§ **INPUT MATERIAL**:
+++++
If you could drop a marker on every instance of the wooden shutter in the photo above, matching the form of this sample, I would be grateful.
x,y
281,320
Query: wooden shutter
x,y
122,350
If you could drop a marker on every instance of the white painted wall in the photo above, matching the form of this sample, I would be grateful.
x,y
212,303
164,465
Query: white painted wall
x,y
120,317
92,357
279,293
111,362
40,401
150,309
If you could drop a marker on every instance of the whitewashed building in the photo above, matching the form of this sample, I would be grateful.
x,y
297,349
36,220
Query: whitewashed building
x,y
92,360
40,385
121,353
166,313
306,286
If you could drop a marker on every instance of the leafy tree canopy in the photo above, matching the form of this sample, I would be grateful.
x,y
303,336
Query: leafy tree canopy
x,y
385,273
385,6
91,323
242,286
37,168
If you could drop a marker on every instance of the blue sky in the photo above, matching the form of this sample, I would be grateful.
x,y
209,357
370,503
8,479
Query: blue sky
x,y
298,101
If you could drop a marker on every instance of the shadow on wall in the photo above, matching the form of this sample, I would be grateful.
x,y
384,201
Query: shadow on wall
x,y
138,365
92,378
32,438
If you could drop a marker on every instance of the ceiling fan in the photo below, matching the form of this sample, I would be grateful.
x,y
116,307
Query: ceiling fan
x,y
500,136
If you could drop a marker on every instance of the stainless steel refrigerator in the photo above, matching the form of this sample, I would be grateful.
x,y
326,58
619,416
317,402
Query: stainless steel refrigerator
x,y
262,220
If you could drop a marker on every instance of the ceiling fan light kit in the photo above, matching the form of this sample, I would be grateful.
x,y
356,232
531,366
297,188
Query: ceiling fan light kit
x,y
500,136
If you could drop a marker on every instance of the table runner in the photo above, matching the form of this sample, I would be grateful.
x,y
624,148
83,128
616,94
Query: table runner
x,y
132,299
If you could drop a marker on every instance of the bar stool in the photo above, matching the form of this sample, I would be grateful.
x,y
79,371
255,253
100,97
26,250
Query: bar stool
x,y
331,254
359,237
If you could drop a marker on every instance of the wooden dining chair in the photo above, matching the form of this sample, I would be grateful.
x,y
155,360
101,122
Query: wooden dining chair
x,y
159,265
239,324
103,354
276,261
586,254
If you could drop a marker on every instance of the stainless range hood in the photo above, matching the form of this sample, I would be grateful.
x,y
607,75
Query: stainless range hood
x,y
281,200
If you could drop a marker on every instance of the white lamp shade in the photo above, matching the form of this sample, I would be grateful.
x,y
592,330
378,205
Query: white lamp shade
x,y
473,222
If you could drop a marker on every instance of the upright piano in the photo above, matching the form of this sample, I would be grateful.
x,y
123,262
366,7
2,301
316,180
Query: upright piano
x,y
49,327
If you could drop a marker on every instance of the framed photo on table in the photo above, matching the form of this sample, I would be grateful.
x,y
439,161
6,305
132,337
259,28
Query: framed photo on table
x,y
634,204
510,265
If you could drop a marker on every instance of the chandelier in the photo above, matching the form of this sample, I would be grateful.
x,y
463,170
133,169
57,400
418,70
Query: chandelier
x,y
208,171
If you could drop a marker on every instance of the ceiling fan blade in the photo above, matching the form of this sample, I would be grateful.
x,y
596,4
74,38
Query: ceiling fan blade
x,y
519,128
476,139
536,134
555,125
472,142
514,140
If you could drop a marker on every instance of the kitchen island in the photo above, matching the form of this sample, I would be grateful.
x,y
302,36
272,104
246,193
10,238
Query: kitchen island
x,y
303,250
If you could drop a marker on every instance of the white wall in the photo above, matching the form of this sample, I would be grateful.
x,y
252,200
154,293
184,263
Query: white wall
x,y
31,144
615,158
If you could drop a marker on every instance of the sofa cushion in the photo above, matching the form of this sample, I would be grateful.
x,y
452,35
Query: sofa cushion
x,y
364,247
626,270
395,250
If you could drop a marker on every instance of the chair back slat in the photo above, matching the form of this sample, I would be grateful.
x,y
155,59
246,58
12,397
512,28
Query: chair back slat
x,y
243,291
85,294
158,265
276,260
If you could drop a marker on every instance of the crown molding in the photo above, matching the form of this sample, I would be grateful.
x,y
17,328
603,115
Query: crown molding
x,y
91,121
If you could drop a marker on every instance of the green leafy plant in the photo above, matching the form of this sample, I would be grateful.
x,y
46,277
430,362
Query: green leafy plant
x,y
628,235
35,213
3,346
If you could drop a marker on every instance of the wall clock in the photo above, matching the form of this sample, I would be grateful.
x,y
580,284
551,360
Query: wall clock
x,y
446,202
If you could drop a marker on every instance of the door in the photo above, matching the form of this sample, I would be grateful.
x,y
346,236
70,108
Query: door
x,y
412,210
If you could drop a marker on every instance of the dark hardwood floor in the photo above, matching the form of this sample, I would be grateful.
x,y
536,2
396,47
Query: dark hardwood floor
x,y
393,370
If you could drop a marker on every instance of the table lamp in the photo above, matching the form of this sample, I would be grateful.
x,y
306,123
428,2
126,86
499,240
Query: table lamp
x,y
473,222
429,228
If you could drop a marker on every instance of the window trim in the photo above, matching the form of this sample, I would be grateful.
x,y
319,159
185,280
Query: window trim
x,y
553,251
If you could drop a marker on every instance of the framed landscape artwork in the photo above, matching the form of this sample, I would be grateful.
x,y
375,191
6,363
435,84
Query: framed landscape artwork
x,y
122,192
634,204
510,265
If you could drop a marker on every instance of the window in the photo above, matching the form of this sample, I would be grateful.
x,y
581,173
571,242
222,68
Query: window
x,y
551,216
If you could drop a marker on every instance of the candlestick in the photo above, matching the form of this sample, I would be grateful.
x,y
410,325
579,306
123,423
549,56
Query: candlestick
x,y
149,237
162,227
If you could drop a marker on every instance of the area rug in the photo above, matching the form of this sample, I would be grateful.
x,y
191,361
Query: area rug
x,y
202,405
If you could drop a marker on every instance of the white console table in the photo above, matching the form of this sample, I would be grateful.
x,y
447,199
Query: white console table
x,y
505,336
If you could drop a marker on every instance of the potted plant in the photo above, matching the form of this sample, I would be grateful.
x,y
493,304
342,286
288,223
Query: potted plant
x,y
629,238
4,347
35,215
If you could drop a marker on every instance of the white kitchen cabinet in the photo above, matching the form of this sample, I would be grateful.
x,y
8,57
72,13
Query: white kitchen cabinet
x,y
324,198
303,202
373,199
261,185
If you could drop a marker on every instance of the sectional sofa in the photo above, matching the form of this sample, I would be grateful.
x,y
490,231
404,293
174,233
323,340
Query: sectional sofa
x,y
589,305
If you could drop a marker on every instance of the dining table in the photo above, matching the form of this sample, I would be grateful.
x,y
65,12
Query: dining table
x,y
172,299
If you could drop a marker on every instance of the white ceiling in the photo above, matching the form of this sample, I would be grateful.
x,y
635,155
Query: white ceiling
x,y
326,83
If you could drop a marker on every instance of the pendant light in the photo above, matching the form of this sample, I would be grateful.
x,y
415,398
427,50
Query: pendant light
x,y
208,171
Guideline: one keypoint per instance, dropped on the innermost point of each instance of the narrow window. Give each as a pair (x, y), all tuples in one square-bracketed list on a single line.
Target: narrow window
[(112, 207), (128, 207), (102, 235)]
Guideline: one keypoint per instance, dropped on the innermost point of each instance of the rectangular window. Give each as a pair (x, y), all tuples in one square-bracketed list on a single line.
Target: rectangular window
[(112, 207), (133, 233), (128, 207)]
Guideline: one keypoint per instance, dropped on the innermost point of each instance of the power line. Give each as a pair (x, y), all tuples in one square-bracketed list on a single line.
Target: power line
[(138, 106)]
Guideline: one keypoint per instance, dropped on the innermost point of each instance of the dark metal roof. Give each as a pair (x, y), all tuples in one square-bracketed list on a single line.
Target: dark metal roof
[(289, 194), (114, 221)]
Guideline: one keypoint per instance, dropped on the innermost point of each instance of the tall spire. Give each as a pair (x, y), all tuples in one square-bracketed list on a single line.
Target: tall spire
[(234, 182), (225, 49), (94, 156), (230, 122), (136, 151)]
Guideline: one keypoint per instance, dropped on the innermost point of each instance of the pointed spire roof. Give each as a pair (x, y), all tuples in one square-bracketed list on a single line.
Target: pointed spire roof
+++++
§ **HOW TO COMPLETE THIS TASK**:
Find each line holding the string "pair" in the listing above, then copy it.

§ **FINISHED EXERCISE**:
Guideline: one keypoint per instance, dropped on the innermost point of each instance of the narrow window. Give each as a pair (x, y), all tuples in one square-bracketed list on a single line.
Guideline: one keypoint per instance, dropped on the innermost point of each instance of the rectangular window. Give each as a pair (x, y), all tuples in one square-bracketed list on a single line.
Guideline: one keypoint per instance, dropped on the innermost point of each instance of the power line. Give each as a pair (x, y), all tuples in one square-bracketed list on a single line.
Guideline: one keypoint per instance, dropped on the innermost point of each instance of the dark metal roof. Give each as a pair (x, y), all tuples in one square-bracketed list on a single line.
Guideline: one keypoint per instance, dropped on the innermost point of each instance of the tall spire. Give each as a pair (x, y), all tuples in one square-bracketed list on a single line.
Guideline: one keypoint per instance, dropped on the innermost point of each instance of the pointed spire roof. Give each as a pair (x, y), all tuples in one square-bracketed list on a single line.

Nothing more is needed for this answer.